→ The request
Collect each line in the data below that contains the string "beard" and reproduce those lines without changes.

Data listing
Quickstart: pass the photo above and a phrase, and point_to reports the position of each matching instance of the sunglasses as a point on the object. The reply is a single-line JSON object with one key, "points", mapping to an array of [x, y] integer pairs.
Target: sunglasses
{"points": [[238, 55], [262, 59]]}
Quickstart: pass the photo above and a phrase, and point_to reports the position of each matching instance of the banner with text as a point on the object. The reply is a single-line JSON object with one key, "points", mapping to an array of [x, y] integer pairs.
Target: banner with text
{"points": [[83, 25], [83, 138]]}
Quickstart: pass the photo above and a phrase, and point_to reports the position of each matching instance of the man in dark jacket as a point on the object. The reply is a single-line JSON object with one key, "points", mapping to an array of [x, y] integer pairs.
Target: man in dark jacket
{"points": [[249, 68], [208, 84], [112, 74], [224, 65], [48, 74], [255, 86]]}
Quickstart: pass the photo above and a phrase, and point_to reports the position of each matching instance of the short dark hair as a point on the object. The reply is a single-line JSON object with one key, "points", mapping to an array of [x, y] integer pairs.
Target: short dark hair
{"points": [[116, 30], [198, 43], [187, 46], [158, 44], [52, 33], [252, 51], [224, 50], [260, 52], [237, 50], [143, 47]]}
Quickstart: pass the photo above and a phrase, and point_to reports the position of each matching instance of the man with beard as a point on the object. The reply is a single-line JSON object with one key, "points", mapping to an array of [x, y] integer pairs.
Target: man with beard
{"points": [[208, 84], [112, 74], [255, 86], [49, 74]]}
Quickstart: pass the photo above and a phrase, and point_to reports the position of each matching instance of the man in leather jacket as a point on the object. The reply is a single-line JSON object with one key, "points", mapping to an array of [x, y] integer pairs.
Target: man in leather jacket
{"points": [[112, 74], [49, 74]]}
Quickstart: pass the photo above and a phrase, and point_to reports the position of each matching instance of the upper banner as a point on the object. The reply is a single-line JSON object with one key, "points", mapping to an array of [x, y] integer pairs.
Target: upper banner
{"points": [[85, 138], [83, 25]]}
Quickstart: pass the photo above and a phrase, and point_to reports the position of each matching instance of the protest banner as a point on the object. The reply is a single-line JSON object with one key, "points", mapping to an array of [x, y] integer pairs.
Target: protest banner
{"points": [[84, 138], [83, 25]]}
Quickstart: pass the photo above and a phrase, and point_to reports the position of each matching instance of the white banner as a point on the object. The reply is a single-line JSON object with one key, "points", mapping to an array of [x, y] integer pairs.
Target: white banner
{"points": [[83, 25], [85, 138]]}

* * *

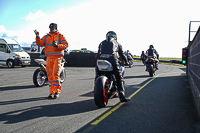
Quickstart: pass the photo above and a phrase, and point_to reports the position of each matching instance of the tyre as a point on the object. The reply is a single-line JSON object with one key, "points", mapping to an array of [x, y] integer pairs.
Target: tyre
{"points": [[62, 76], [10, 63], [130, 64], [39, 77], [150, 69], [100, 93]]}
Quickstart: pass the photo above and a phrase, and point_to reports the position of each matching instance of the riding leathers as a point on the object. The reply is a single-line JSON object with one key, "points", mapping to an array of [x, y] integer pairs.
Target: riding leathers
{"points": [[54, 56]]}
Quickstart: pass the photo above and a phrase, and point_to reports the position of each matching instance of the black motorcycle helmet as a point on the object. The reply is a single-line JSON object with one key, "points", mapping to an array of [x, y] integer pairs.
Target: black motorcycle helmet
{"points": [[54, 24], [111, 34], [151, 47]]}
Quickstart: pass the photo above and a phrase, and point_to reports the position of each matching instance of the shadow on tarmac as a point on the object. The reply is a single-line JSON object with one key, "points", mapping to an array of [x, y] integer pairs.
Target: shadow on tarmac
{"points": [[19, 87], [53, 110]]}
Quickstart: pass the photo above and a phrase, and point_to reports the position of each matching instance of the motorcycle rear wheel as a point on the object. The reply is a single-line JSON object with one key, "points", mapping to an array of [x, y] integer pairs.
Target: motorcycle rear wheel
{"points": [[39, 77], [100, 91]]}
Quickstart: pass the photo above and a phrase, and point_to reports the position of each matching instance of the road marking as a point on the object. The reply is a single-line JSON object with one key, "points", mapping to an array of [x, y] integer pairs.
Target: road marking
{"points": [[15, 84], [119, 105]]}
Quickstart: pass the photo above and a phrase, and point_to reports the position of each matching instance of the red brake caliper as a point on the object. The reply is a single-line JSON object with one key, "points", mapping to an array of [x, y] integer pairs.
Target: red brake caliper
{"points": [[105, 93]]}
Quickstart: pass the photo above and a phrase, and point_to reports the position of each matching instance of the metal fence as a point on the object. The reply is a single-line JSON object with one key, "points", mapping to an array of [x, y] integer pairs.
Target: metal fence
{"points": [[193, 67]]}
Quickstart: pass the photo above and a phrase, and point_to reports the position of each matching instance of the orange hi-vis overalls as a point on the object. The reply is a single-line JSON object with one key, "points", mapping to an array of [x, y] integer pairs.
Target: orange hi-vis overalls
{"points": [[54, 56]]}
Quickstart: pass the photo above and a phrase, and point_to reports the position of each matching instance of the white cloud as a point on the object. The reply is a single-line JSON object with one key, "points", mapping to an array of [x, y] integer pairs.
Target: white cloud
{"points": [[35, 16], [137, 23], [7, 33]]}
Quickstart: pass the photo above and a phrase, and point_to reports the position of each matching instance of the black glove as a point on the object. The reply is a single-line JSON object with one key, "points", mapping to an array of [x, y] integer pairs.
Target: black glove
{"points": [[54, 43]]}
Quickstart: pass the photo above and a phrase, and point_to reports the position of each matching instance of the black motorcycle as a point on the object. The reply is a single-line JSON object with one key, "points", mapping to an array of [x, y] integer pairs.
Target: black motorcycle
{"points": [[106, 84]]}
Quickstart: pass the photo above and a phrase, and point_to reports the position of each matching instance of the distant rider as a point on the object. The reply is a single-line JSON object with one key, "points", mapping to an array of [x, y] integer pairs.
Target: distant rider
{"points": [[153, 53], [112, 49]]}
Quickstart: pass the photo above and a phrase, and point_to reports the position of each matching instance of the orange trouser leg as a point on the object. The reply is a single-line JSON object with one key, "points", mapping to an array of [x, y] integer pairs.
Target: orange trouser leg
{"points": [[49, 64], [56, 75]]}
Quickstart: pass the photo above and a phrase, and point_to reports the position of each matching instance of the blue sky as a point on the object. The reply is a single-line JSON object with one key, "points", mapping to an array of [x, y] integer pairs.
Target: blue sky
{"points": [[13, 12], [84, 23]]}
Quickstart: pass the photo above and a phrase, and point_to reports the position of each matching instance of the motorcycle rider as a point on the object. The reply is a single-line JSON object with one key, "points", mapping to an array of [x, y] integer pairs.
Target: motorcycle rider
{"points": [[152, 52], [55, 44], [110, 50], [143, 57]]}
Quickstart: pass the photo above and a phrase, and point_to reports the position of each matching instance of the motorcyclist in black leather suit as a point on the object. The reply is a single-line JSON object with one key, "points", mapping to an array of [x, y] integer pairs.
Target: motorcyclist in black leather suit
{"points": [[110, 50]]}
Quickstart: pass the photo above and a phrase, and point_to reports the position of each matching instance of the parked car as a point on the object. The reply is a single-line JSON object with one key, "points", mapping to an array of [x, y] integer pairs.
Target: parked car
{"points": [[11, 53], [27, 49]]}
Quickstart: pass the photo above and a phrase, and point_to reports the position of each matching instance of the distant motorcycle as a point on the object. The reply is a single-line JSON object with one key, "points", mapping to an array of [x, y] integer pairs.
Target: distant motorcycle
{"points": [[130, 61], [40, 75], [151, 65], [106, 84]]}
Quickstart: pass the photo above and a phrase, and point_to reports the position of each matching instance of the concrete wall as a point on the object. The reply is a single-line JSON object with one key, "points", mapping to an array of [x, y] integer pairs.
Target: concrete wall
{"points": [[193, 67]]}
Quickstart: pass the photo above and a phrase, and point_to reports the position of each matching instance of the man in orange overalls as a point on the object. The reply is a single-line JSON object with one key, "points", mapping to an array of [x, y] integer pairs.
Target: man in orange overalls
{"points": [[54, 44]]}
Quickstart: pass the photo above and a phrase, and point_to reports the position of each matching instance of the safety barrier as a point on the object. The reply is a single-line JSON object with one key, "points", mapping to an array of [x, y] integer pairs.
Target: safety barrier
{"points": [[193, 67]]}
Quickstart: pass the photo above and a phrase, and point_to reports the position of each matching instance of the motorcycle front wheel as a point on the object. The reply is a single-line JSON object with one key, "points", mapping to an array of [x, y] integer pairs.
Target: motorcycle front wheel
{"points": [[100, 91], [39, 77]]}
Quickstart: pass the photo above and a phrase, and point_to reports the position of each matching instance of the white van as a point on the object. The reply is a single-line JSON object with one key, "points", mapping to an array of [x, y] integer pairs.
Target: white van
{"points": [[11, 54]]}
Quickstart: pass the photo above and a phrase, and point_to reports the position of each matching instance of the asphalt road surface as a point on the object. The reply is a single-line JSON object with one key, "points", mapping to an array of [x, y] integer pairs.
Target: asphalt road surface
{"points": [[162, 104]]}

→ Expected answer
Quickstart: pass the photo above and a phrase, and point_to reports the position of each matching instance of the man with beard as a point on the object. The reply is a single-line JSON object with one key, "points", mapping to an array of [x, y] integer pairs.
Target: man with beard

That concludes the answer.